● **TEXTO PARA LEITURA**:

Kirchner e o peronismo renovado

TORCUATO S. DI TELLA
ESPECIAL PARA A FOLHA

O sistema político argentino pode considerar-se "incompleto" devido à ausência, como jogadores da primeira divisão, de um movimento social-democrata e também de uma direita aceitável, ambos capazes de obter uma representação eleitoral importante.
Existe uma série de razões históricas para que isso seja assim, razões essas cuja análise exaustiva seria demasiado demorada. Mas, a meu ver, existem forças sociais que vão levar o sistema político-partidário argentino a alinhar-se com o de países de desenvolvimento equivalente ou superior.
Isso implica a força de uma direita renovada, a fraqueza terminal de um centro que não se alie com um dos pólos, e a existência de um partido popular, que pode ser do tipo social-democrata, ou, talvez mais provavelmente, do tipo norte-americano, pelo menos numa primeira etapa. Esse partido popular é o peronista -renovado, é claro.
A variante argentina do nacionalismo popular difere bastante da brasileira, onde o varguismo nunca teve um componente sindical equivalente. Por outro lado, a consolidação de um partido como o PT de Lula é um fenômeno novo, que não tem equivalente na Argentina e que reflete o grau maior de industrialização no Brasil.
Diferentemente da aliança bifrontal do varguismo (PTB sindicalista e PSD dos notáveis regionais), o peronismo sempre esteve unificado em um só partido. Contudo, sempre teve muitas correntes internas, que podem ser caracterizadas da seguinte maneira:
1. O peronismo sindical,dos setores operários urbanos da parte mais industrializada do país, muito mobilizados.

● **DADOS BRUTOS**:
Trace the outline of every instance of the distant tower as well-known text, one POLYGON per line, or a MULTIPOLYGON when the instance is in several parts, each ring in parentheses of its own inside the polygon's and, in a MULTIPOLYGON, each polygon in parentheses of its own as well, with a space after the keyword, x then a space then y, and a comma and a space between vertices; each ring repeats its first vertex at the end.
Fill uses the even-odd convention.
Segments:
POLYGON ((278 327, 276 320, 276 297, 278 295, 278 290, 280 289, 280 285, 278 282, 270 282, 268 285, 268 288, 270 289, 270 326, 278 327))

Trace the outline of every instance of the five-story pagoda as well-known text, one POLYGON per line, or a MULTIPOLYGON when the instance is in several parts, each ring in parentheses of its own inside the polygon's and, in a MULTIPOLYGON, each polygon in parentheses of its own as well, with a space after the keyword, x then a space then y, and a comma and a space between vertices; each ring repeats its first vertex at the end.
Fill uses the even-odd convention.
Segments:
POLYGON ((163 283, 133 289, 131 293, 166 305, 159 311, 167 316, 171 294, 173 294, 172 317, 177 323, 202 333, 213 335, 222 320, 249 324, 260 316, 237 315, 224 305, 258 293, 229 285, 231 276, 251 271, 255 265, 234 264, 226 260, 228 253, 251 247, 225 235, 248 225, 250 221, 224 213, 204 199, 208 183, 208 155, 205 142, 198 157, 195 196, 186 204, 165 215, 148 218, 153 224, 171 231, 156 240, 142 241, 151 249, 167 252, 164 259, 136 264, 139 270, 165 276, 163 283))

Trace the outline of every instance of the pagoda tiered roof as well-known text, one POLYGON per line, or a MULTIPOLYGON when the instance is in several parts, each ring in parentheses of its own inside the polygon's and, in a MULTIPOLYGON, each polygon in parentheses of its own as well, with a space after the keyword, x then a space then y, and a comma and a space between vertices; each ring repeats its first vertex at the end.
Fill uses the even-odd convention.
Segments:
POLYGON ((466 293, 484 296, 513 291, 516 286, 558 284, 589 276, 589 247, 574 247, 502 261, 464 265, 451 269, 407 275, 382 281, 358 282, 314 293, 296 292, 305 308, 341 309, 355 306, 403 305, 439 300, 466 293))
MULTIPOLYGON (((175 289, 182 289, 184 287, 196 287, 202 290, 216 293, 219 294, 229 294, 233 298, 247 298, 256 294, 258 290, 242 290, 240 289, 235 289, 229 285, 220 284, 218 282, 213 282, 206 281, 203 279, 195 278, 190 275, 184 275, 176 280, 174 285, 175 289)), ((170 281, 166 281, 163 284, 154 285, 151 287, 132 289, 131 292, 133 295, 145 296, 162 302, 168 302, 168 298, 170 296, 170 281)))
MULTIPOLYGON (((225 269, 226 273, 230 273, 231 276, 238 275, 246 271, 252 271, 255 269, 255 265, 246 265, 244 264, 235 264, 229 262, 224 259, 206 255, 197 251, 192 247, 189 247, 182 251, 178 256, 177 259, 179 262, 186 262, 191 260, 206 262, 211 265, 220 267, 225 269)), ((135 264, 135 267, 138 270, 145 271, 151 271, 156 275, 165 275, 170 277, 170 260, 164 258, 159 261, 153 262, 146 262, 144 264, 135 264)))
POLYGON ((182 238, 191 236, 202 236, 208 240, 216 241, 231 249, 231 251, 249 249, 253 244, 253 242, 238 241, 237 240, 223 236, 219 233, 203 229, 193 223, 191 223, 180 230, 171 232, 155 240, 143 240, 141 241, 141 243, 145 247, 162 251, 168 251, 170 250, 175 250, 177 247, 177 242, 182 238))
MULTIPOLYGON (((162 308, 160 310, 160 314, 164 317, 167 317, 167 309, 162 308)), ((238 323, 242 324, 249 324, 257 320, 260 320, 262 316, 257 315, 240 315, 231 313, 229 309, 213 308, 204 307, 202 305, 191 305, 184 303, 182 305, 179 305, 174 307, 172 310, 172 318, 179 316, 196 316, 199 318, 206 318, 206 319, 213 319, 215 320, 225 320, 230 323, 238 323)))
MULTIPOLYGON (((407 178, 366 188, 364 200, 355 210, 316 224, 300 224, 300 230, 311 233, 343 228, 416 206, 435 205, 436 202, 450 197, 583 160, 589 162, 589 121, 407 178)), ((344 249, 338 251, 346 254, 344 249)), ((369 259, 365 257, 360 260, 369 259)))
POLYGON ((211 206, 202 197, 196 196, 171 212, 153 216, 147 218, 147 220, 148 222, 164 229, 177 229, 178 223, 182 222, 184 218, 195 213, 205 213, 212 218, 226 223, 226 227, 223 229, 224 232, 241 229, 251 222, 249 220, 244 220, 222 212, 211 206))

● **O QUE FAZER**:
- a) Responda a estas perguntas com base no texto sobre Kirchner e o peronismo renovado:
(i) Qual partido brasileiro o autor descreve como um fenômeno novo, sem equivalente na Argentina?
(ii) Quais eram as duas partes da aliança bifrontal do varguismo?
(iii) Que partido o autor identifica como o partido popular argentino?
- b) Continue o texto sobre Kirchner e o peronismo renovado a partir da última frase apresentada.

● **RESPOSTAS**:
- a)
(i) O PT de Lula.
(ii) O PTB sindicalista e o PSD dos notáveis regionais.
(iii) O peronista renovado.

- b)
2. O peronismo das Províncias do interior, mais caudilhista e com base numa população pobre e pouco mobilizada
3. O peronismo das elites, minorias significativas embora não bem integradas em suas classes de origem, nas Forças Armadas, no clero, entre os industriais, os intelectuais de direita e outros círculos mais personalistas.
A corrente sindical é semelhante à do clássico PTB brasileiro, mas se diferencia pelo fato de ter sido muito mais influente, devido ao maior desenvolvimento urbano e industrial da Argentina naquela época, embora a estagnação econômica mais recente lhe tenha roubado parte de seu destaque.
A corrente das Províncias do interior é semelhante ao PSD, mas com menos peso. Quanto ao peronismo das elites, era bastante heterogêneo e mais minoritário que seu equivalente brasileiro, pois o varguismo, de modo geral, encontrou um consenso muito maior que o peronismo entre certos setores das classes altas, sem por isso ter sido majoritário entre elas.
O peronismo renovado, que está no governo atualmente, eliminou a maior parte dos elementos arcaicos de sua estrutura de poder. Também já deixou de lado os elementos neoliberais que o influenciaram durante a Presidência de Carlos Menem. Sob a Presidência de Cristina Kirchner, esse processo, já iniciado, deve seguir adiante, sendo bastante provável a formação de uma coalizão com algumas das forças da esquerda reciclada.
Em outras palavras, uma social-democratização, uma evolução "à chilena", para dar apenas um exemplo tirado de nossa própria área geopolítica.


TORCUATO S. DI TELLA é professor emérito da Universidade de Buenos Aires, autor de "Historia de los Partidos Políticos en America Latina" e foi secretário de Cultura da Argentina (2003-2004)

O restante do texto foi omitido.